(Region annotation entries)
****************************************
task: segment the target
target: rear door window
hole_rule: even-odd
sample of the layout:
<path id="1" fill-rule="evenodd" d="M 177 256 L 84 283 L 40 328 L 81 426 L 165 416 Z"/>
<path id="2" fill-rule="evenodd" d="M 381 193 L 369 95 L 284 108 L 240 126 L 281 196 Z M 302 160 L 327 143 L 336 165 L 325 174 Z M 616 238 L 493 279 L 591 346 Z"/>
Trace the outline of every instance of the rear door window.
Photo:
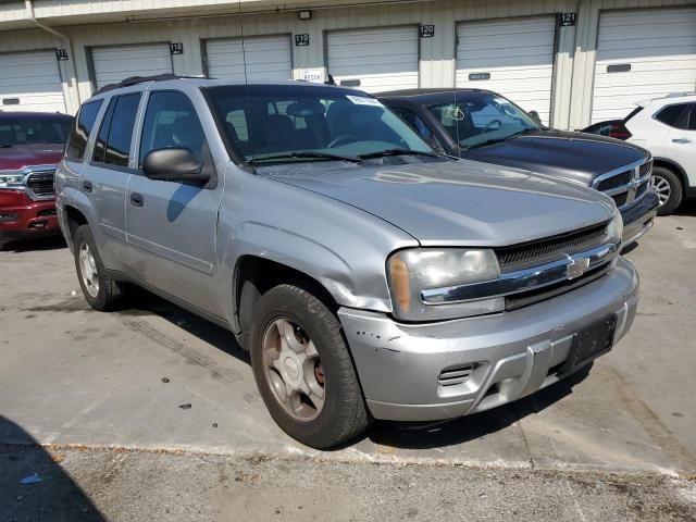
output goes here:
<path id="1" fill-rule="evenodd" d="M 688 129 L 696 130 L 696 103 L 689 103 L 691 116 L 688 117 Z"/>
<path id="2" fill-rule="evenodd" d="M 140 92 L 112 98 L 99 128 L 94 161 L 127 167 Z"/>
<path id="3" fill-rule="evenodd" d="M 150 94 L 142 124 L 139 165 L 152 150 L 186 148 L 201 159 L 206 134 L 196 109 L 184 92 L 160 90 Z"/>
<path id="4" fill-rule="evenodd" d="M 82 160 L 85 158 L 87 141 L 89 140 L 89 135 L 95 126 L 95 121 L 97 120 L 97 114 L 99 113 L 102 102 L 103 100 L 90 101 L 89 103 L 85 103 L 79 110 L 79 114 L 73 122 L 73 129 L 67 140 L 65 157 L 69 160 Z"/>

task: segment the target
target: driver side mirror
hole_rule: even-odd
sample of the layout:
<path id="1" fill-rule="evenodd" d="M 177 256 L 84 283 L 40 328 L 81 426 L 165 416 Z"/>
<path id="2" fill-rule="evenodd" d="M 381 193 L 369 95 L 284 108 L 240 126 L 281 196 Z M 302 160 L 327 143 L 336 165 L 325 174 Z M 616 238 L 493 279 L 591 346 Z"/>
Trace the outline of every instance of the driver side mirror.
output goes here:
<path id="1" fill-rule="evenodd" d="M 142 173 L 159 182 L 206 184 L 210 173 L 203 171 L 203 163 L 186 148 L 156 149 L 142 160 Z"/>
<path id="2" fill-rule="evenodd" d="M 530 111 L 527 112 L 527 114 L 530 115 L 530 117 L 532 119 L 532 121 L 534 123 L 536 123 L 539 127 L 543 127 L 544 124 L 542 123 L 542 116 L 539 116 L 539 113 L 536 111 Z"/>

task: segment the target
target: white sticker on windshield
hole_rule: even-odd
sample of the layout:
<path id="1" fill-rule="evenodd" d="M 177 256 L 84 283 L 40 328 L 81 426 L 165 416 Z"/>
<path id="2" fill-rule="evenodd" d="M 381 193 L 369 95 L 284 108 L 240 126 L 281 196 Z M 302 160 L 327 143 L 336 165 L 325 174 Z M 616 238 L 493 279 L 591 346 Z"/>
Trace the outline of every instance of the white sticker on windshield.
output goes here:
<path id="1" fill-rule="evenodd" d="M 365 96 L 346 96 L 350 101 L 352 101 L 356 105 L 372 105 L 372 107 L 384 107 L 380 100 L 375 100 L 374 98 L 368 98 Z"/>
****************************************
GIVEN TASK |
Render the listing from its first line through the line containing "140 92 L 112" as a numbered list, with both ends included and blank lines skipped. Leave the picture out of your answer.

EXERCISE OUTPUT |
1. task: segment the target
2. target: rear door window
3. hole_rule: even-odd
4. sample of the layout:
5. <path id="1" fill-rule="evenodd" d="M 177 256 L 84 283 L 40 328 L 81 426 L 165 416 Z"/>
6. <path id="2" fill-rule="evenodd" d="M 381 193 L 369 95 L 284 108 L 240 126 L 281 196 Z M 302 160 L 327 143 L 336 165 L 325 174 Z M 616 238 L 493 279 L 591 346 Z"/>
7. Trace the outline of every instance of the rear door window.
8. Photo:
9. output goes here:
10. <path id="1" fill-rule="evenodd" d="M 688 129 L 696 130 L 696 103 L 689 103 L 691 116 L 688 117 Z"/>
11. <path id="2" fill-rule="evenodd" d="M 140 92 L 112 98 L 99 128 L 94 161 L 127 167 Z"/>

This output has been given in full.